**EXERCISE TASKS**
a: Revise the Nepali Times article on the highway blockade by reproducing the passage starting with "TANKA KHANAL" and going on through "with booby-trapped barricades.", with "barricades" replaced by "roadblocks".
b: Select every line of the records that contains the string "lane", treating case as significant.

**SOURCE EXTRACT**
Nepali Times
Headline
Highway hell

TANKA KHANAL


On the eve of King Gyanendra's visit to India, the Maoists launched a campaign to cripple the country by blocking off all main highways in Central Nepal with booby-trapped barricades.

For Kathmandu Valley, this is effectively another blockade since all four highways linking the capital to the rest of the country have been blocked for two days now. Shops are hoarding vegetables and food, and queues have formed at petrol stations.

Early Wednesday morning, 18 lorries on the East-West Highway were burnt to cinders by the Maoists for defying their blockade. The army has been hard-pressed to clear the barriers and carried out heli-patrols along the main highways on Thursday.

A day after six policemen were killed in the first ever attack on a post inside Kathmandu Valley, the chief of the Maoist eastern command, Comrade Badal, said on Sunday, it marked the beginning of the rebel's 'strategic offensive' phase.

**INPUT ROWS**

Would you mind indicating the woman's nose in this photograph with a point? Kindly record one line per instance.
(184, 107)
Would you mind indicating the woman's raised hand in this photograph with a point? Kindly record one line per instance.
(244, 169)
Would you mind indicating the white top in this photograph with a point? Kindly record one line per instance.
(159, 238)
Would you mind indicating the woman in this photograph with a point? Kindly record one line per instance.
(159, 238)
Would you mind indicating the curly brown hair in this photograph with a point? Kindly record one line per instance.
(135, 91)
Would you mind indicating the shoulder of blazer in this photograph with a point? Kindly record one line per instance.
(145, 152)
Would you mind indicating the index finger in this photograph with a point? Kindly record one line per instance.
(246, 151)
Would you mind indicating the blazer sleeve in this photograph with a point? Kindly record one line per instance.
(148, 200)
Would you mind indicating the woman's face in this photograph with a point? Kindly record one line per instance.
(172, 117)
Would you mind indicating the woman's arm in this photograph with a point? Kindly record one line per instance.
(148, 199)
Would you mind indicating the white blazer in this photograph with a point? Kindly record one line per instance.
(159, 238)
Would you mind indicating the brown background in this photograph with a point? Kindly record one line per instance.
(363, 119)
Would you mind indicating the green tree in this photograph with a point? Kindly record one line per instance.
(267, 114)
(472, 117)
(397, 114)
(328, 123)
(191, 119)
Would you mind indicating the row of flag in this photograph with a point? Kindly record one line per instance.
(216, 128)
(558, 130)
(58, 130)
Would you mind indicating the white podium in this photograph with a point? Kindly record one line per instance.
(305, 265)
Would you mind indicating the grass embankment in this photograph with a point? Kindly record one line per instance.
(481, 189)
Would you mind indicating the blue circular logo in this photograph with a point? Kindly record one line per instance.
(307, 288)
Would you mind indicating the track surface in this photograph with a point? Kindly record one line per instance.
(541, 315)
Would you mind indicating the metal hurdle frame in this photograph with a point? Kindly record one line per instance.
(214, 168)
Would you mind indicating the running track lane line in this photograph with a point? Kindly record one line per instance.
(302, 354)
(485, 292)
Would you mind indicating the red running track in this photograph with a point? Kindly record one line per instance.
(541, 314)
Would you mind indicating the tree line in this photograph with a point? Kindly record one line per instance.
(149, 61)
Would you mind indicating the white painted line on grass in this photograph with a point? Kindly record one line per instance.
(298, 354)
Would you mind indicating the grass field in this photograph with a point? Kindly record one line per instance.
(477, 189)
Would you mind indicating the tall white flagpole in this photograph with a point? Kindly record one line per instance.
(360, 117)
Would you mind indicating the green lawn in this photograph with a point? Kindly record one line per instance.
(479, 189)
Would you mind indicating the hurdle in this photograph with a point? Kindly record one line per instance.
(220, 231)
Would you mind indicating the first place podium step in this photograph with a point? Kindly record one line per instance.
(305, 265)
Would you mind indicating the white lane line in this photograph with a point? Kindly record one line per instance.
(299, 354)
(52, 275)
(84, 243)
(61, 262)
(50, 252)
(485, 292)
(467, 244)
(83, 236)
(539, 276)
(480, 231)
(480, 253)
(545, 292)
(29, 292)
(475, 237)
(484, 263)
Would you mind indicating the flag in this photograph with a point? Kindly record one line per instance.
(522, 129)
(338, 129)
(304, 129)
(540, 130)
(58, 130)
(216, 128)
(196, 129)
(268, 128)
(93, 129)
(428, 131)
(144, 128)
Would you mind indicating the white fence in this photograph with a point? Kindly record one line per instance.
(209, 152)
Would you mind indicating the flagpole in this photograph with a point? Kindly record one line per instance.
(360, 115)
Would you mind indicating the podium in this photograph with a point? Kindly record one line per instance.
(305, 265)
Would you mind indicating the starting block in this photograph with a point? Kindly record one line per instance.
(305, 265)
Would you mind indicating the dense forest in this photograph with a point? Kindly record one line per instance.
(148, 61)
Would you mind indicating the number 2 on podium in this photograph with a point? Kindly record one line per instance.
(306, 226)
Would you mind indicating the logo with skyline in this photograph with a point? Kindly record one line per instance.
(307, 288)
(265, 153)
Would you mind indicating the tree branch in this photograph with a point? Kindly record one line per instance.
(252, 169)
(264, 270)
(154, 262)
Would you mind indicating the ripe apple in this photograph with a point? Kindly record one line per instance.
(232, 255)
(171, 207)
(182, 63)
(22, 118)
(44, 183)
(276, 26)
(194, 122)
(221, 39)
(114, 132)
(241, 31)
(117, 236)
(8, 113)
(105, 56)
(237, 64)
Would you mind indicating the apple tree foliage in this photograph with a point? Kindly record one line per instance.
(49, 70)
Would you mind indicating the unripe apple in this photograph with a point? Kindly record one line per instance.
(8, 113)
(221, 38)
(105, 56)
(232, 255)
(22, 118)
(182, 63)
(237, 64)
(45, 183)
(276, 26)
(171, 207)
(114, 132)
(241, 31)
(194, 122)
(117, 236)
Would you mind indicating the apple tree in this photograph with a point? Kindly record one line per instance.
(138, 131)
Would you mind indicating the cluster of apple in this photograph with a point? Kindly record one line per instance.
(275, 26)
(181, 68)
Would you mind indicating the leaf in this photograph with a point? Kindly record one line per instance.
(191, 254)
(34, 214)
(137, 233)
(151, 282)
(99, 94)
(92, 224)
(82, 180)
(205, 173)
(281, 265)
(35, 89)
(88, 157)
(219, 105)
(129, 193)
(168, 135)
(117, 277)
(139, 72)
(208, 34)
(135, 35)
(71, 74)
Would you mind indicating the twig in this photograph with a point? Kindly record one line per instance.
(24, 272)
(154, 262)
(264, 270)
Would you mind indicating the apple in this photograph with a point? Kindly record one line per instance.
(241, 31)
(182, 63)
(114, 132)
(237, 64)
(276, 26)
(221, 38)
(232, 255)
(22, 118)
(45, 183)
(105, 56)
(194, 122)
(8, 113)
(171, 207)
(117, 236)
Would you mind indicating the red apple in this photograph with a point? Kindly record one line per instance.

**FULL SOLUTIONS**
a:
TANKA KHANAL


On the eve of King Gyanendra's visit to India, the Maoists launched a campaign to cripple the country by blocking off all main highways in Central Nepal with booby-trapped roadblocks.

b:
Would you mind indicating the running track lane line in this photograph with a point? Kindly record one line per instance.
Would you mind indicating the white lane line in this photograph with a point? Kindly record one line per instance.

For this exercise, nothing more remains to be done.